# DIRECTIVE A
In the text on detection model losses, at what values do the Faster R-CNN training and validation losses stabilize by epoch 100?

# TEXT SHOWN
In the context of tea garden weeding detection model validation, five key figures analyzing training and validation losses for Faster R-CNN, SSD, and YOLOv8 are systematically examined. For Faster R-CNN (Figure 6a), both training (red solid line) and validation (brown dashed line) losses initiate at high values (7.0 and 6.5, respectively) and exhibit rapid early decline, stabilizing by epoch 100 at 3.0 (train) and 2.0 (val). Their smoothed counterparts (green/blue dashed lines) reinforce consistent convergence without significant fluctuations, indicating stable generalization and minimal overfitting as training and validation losses approach asymptotic minima. In contrast, SSD (Figure 6b) displays a pronounced divergence: training loss (red solid) plummets from 1.8 to 0.7–0.8 by epoch 100, while validation loss (orange solid) plateaus early at 1.1–1.2 post-epoch 20. This widening gap between smoothly tracked series (green/brown dashed) signals overfitting, where the model optimizes excessively for training data but fails to generalize to unseen validation samples.

Figure 6
Two graphs comparing training and validation loss over epochs. Graph (a) starts with loss around 1.8, showing slight fluctuation before stabilizing near 1. Graph (b) begins at 7, with a smoother decline, stabilizing near 2. Dashed lines represent smoothed values.

(Entries from a data source)
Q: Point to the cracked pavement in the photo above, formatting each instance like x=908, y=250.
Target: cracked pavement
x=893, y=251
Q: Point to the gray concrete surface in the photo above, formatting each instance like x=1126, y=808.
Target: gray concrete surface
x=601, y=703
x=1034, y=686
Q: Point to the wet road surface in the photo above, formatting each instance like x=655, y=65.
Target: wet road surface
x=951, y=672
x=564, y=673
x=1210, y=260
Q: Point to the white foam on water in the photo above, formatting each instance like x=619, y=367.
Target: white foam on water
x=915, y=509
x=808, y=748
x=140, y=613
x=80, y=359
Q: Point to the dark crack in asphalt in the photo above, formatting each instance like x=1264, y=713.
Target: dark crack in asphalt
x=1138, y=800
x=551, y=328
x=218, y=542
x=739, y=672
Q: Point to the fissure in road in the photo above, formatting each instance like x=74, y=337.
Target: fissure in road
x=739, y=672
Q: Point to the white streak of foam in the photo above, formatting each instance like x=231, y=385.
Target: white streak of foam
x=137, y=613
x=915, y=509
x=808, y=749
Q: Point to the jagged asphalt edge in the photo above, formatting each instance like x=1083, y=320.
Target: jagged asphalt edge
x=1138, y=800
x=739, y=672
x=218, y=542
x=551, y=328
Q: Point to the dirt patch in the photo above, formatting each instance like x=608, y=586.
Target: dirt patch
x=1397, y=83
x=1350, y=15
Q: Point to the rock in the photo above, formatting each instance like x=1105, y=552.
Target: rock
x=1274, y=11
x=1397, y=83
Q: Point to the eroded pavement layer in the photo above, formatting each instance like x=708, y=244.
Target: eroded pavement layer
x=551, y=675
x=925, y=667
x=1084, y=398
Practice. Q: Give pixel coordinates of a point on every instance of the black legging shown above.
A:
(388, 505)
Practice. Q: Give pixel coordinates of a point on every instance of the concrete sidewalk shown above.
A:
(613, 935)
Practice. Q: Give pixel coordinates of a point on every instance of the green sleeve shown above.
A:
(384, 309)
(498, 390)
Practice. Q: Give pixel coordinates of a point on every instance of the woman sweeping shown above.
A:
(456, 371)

# DIRECTIVE B
Express the part of the entries that opens with the line containing "sleeve shown above." and runs through the end of the entries as a Markdown table with the columns n and Line, leaving out any blank lines.

# EXPECTED ANSWER A
The training loss stabilizes at 3.0 and the validation loss at 2.0.

# EXPECTED ANSWER B
| n | Line |
|---|---|
| 1 | Practice. Q: Give pixel coordinates of a point on every instance of the green sleeve shown above. |
| 2 | A: |
| 3 | (384, 309) |
| 4 | (498, 390) |
| 5 | Practice. Q: Give pixel coordinates of a point on every instance of the woman sweeping shown above. |
| 6 | A: |
| 7 | (456, 371) |